** Opening MATERIAL FOR THE TASK block **
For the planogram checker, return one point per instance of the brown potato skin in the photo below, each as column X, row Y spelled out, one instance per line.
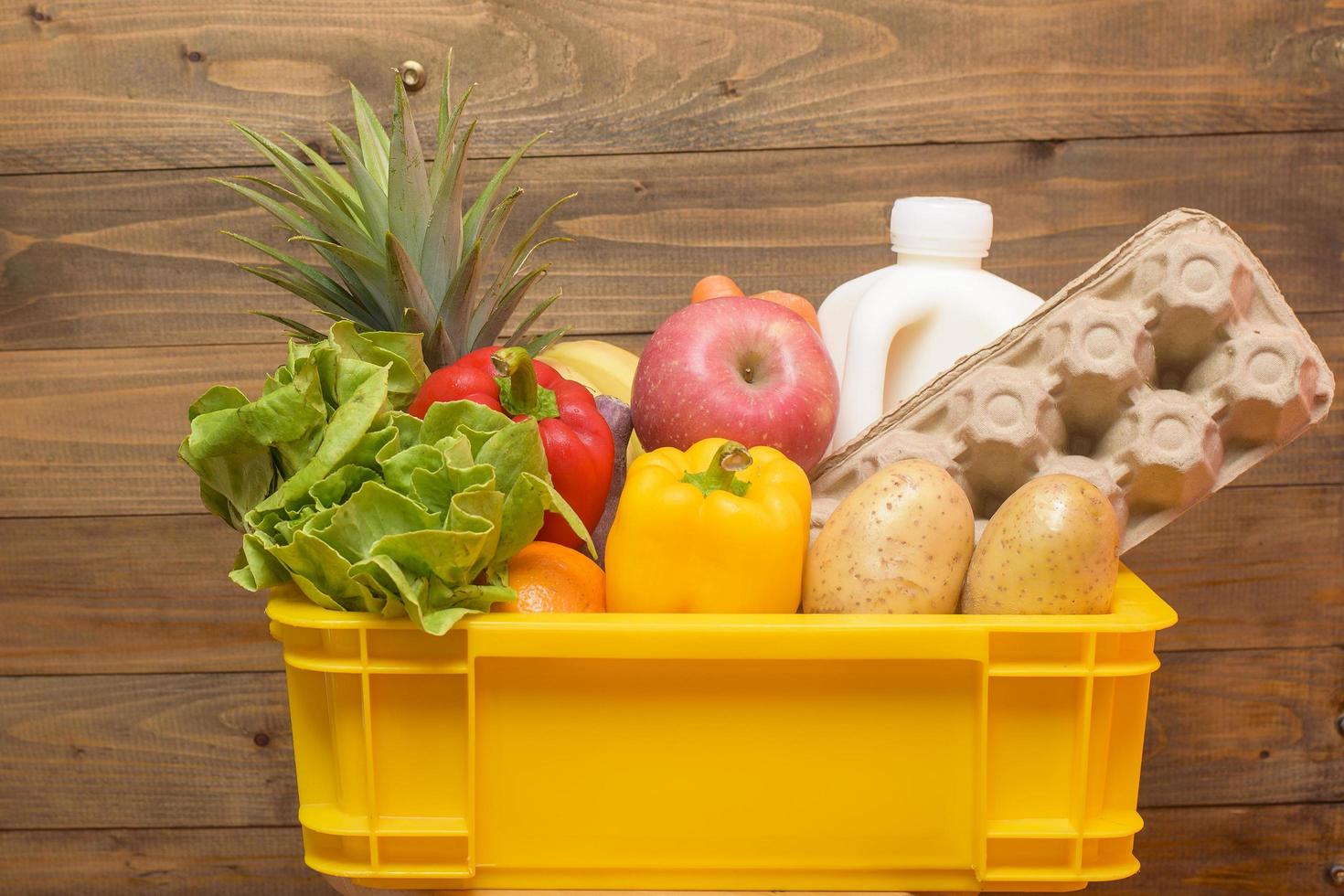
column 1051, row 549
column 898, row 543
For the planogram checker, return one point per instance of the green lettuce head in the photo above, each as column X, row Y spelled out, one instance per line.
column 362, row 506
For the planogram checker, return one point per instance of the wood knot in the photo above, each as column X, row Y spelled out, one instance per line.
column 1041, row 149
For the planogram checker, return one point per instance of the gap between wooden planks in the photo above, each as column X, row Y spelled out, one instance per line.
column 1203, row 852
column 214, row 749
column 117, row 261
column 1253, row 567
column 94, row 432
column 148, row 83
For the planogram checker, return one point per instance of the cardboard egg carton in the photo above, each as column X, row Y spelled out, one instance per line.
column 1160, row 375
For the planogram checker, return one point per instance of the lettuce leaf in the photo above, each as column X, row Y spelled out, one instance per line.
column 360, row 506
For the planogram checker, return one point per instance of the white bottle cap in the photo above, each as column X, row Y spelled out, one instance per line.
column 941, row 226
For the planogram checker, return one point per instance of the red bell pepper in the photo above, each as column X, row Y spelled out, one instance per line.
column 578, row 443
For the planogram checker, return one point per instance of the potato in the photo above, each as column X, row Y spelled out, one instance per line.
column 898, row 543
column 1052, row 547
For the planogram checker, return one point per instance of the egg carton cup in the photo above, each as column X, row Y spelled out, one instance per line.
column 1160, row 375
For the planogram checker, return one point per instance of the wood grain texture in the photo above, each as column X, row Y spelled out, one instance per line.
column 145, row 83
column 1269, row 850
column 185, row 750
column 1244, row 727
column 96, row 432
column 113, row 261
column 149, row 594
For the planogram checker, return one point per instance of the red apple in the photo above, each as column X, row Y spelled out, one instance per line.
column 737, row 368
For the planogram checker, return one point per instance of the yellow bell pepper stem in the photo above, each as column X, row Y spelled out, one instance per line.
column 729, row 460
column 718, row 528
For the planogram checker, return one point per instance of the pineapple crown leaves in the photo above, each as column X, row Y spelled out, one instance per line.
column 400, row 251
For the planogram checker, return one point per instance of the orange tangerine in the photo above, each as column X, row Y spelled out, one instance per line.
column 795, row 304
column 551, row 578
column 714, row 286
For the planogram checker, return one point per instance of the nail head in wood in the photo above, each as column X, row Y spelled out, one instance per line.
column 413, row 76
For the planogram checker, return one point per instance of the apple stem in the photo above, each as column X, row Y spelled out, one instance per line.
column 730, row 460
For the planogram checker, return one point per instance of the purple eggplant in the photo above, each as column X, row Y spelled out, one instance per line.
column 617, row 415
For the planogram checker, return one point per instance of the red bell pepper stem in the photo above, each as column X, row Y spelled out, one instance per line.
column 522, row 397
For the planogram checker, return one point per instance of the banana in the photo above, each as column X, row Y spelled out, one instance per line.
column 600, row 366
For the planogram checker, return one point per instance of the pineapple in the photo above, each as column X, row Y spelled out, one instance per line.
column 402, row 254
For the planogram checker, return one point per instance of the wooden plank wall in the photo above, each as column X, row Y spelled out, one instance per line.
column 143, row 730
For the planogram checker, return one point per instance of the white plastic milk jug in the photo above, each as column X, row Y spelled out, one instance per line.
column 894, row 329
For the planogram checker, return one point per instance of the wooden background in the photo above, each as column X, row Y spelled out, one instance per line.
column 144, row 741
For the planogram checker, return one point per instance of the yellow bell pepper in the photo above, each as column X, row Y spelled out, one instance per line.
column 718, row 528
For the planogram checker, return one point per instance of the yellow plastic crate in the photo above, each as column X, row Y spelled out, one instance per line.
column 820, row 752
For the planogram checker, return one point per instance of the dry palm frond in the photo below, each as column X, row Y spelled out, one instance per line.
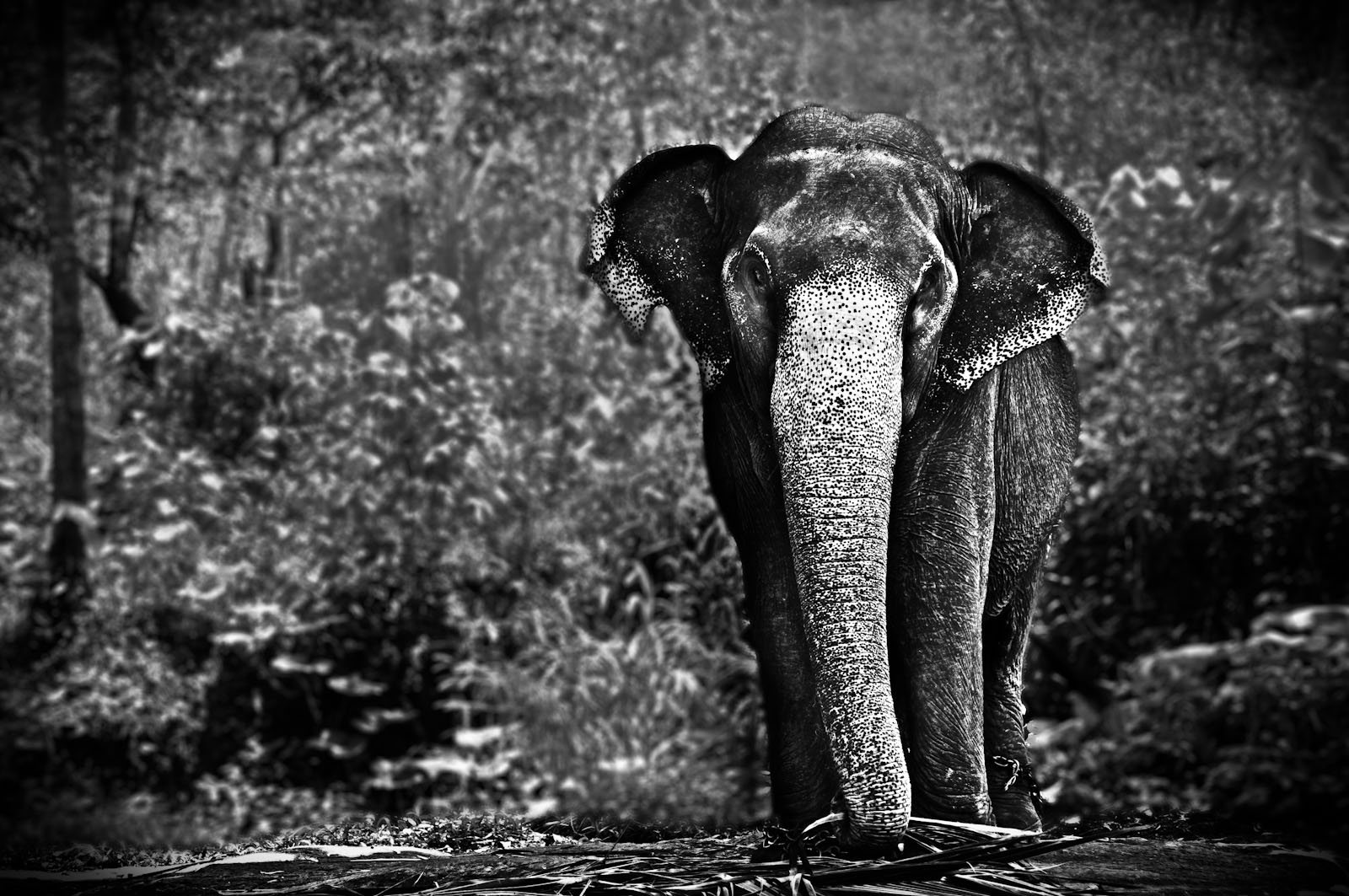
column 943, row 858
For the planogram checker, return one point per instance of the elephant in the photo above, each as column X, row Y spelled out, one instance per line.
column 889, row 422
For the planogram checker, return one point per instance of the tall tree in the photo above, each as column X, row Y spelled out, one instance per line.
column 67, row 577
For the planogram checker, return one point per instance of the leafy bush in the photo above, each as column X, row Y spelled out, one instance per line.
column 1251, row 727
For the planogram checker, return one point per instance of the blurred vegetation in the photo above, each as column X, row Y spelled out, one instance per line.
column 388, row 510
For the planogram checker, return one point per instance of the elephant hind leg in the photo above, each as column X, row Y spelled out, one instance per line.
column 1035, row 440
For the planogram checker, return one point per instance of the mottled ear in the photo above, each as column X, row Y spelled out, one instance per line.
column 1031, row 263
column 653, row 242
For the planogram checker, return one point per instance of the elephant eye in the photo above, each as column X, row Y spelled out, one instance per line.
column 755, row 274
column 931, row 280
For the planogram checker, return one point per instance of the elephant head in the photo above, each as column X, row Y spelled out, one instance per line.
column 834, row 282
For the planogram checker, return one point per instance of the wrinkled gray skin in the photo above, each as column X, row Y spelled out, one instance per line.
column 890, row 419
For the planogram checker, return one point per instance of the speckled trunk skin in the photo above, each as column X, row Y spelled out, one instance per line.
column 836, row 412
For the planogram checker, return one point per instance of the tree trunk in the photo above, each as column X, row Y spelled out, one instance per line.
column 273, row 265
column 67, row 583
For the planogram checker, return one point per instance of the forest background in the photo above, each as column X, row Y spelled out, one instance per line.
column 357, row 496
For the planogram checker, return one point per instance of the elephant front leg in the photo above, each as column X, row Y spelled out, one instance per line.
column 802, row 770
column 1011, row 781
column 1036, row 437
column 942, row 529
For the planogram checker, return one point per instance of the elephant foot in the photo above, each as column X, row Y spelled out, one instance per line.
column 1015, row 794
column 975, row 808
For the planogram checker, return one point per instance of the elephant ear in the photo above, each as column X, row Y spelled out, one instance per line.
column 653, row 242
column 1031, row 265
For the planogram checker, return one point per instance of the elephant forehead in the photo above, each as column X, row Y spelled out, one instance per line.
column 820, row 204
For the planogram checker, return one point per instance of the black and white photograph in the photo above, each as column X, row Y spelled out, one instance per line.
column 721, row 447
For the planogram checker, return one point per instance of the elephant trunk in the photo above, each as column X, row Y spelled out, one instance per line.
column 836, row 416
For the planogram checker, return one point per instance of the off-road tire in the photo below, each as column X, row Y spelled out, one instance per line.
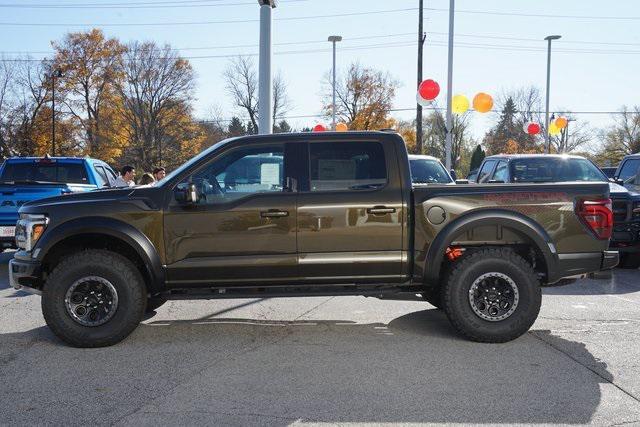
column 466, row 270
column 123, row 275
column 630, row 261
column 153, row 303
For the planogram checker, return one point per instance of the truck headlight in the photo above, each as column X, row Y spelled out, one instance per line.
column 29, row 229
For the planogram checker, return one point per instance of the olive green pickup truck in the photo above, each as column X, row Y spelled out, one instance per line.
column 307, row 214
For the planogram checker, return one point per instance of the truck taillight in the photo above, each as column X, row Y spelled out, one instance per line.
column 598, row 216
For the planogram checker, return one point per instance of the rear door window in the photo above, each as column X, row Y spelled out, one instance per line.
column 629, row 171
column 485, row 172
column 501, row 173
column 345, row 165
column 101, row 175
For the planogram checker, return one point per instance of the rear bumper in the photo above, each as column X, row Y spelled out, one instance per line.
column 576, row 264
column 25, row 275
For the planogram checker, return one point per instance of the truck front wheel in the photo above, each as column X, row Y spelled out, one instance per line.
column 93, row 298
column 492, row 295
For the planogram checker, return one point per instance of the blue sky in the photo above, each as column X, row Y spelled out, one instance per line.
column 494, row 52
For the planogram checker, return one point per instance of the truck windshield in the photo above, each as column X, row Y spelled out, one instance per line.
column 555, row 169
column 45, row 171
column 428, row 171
** Closing MATERIAL FOR THE TASK block **
**ASSIGNMENT**.
Every line of the records must come back unchanged, except that pictures are dropped.

**FINISHED TASK**.
For the planogram checker, return one point per instance of the brown potato skin in the photo below, each as column X, row Y spelled out, one instance per line.
column 1051, row 549
column 898, row 543
For the planogram checker, return one point per instance of the green lettuce head in the photo above, each as column X, row Y spelled out, one instance per line.
column 362, row 506
For the planogram checker, return one point per instance of the wood knot in the photo above, each as column X, row Y spelled out, one instance per line.
column 1041, row 149
For the planogram checker, return one point per instance of the gap between wooden planks in the photo above, each as column X, row Y spelled out, one instance per line.
column 1203, row 852
column 214, row 749
column 117, row 261
column 1253, row 567
column 94, row 432
column 148, row 83
For the planogram checker, return one point per instance of the cardboard egg carton in the photo above, each as column X, row Y spelled out, one instance per line.
column 1160, row 375
For the planogram checker, return one point per instance of the lettuce leaf in the photo above, each as column X, row Y spelled out, one instance per line.
column 360, row 506
For the planogram checker, return one point per instance of the white bottle cap in the photo above, each as column X, row Y spelled out, one instance per line.
column 941, row 226
For the planogram checker, return one point per instance of the red bell pepper in the photo above, each as column X, row Y spelled out, one instance per line.
column 578, row 443
For the planogram checker, return one point per instance of the potato in the photo above, each as column X, row Y spelled out, one instance per line.
column 898, row 543
column 1052, row 547
For the planogram checker, return one point per instance of the egg carton cup in the photo above, each as column X, row Y spelled out, one instance per line.
column 1160, row 375
For the planogram checker, return one point per instance of the wood grain texture in the photo above, each as column X, row Y spelled out, one instance per line.
column 145, row 83
column 1269, row 850
column 185, row 750
column 1244, row 727
column 96, row 432
column 113, row 261
column 149, row 594
For the planogram checker, return one point per instance of the red apple in the photo above, each as column X, row Y spelled out, one instance per line.
column 737, row 368
For the planogram checker, return one point per instance of the yellow bell pepper stem in the photo above, each as column X, row Y spelled out, one instance per line.
column 729, row 460
column 718, row 528
For the planogram checker, return one point per instance of the pineapple crown leaves in the photo above, each as column X, row Y spelled out, one instance per line.
column 400, row 251
For the planogram checker, return one point per instance of the orange tangerine in the photo above, each as column X, row Y spelled out, one instance per line.
column 795, row 304
column 551, row 578
column 714, row 286
For the planogram checker, return one point per instance of the nail head in wood in the photo above, each as column X, row Y spelled out, one instance per line.
column 413, row 76
For the planogram checker, return one point per instance of the apple stem in the photo above, each as column X, row Y spelled out, one instance per line.
column 730, row 460
For the planogram checker, return one point per instance of the purple eggplant in the photo above, each as column X, row Y spelled out, one instance per line.
column 617, row 415
For the planogram checker, return one point per instance of the red bell pepper stem in the photo above, each as column X, row Y spelled out, one instance per line.
column 522, row 397
For the planogram checker, return one point per instance of the banana in the photo above, each as column X, row Y spelled out, one instance per line.
column 600, row 366
For the planogram checker, return one point per instance of the pineapple in the photo above, each as column X, row Y spelled out, one instance per line.
column 402, row 254
For the planogram checker, return one point per instance of the wooden plank wall in the photo above, each as column X, row Y spelled out, one instance per line.
column 143, row 730
For the planogram checker, return one point per instance of the white plastic milk jug in the photo above, each as column X, row Y spelled out, one instance per line.
column 894, row 329
For the planogram checker, return one point per instance of the wooden background in the photo above, each as column X, row Y spelled out, one instance per line.
column 144, row 741
For the planogram checker, return one point per instance of the yellow bell pepper in the photo above, each as column X, row Y spelled out, one instance per line.
column 718, row 528
For the planogram checker, return one point per instance of the yellow plastic crate in the photo above, each as column X, row Y spelled out, one instance per line.
column 820, row 752
For the planogram checker, return one point per instance of the dry palm frond in the photo below, each as column X, row Y spelled out, one instance per line.
column 943, row 858
For the planogram checker, return one point per instance of the elephant in the photo above, each as column X, row Y spelled out, one instance per line.
column 889, row 422
For the planogram checker, return one point per instance of the tall tree in the photo above, each as column X, row Y spelled out, one instance per line.
column 67, row 577
For the planogram checker, return one point per instance of the leafy bush in the photo above, each as column X, row Y spelled out, one instance per line.
column 1251, row 727
For the planogram checker, return one point per instance of the blurred vegetation in the photo above, each as column X, row Y spelled out, one instance per line.
column 388, row 510
For the planogram checker, return one point per instance of the elephant hind leg in the photo above, each as column X, row Y spelled out, one instance per line.
column 1035, row 440
For the planogram checker, return one point per instance of the mottled ear in the photo above, each as column X, row Y spelled out, one instance per line.
column 1031, row 263
column 653, row 242
For the planogram checker, return one point per instance of the elephant eye in the photo above, each as column X, row Y spelled out, one instance per line.
column 755, row 274
column 931, row 280
For the planogram checker, return one point per instance of the elephant head in the photo above, each as column X, row Y spelled out, one instance per line.
column 834, row 282
For the planogram checker, return one point per instance of the wrinkled gray skin in the photo above, each as column X, row Y spelled out, one instance per line.
column 890, row 419
For the planogram checker, return one point per instance of the speckled trunk skin in the photo above, each as column X, row Y spelled out, one instance per line.
column 836, row 412
For the planogram checker, return one point per instance of the tree trunk in the photo above, each as column X, row Y spelled out, one instance per line.
column 273, row 265
column 67, row 583
For the planogram checker, return one point per instance of the forest background in the photo above, each as column X, row Y spelled out, one instance per line.
column 357, row 496
For the planogram checker, return one point per instance of the elephant front leg in the photo above, each as column X, row Y spelled out, one instance per line.
column 802, row 770
column 1011, row 781
column 1036, row 437
column 942, row 529
For the planogram checker, return one point per instance of the elephant foot in the photo above, each as column X, row Y spelled out, one instance per line.
column 1015, row 794
column 975, row 808
For the planogram checker, return one point per instance of the elephant ear in the photo above, each as column X, row Y spelled out, one instance per line.
column 653, row 242
column 1031, row 265
For the planogram checker, return one point per instance of the elephant forehead in the photo above, each as column X, row Y spelled out, one instance per line.
column 820, row 204
For the planogram checker, return one point per instance of the black and white photograph in the photo above, each as column X, row Y spelled out, one instance per line.
column 721, row 447
For the planogram checker, return one point per instance of the elephant trunk in the photo above, each as column X, row Y spelled out, one instance per line.
column 836, row 416
For the planogram checker, return one point per instance of the off-road tire in the photo below, each as column X, row Y spelled out, one instance per line.
column 466, row 270
column 123, row 275
column 630, row 261
column 153, row 303
For the planogram checker, return one point per instance of the truck headlight in the photo above, each as column X, row Y spelled out, one instance per line.
column 29, row 229
For the planogram checker, return one point per instance of the olive green pickup truck in the photo above, each as column X, row Y spelled out, one instance per line.
column 307, row 214
For the planogram checker, return one point per instance of the truck taillight in the photo above, each as column X, row Y spelled out, one instance per line.
column 598, row 216
For the planogram checker, return one point per instance of the rear door window in the photo above, each as column X, row Y spelled out, one instance per line.
column 629, row 171
column 485, row 172
column 501, row 173
column 345, row 165
column 101, row 175
For the planogram checker, return one point per instance of the rear bumper in the photo above, each as column X, row Y spelled out, one instance per line.
column 576, row 264
column 25, row 275
For the planogram checker, return one point per instance of the truck front wheel in the photo above, each as column X, row Y spelled out, one instance per line.
column 93, row 298
column 492, row 295
For the planogram checker, return one point per instance of the blue sky in the photo above, each as column X, row Y spelled out, one instance per line.
column 494, row 52
For the planogram checker, return one point per instance of the truck windshield in the photo above, each as column X, row Y spelled out, one instance per line.
column 555, row 169
column 45, row 171
column 428, row 171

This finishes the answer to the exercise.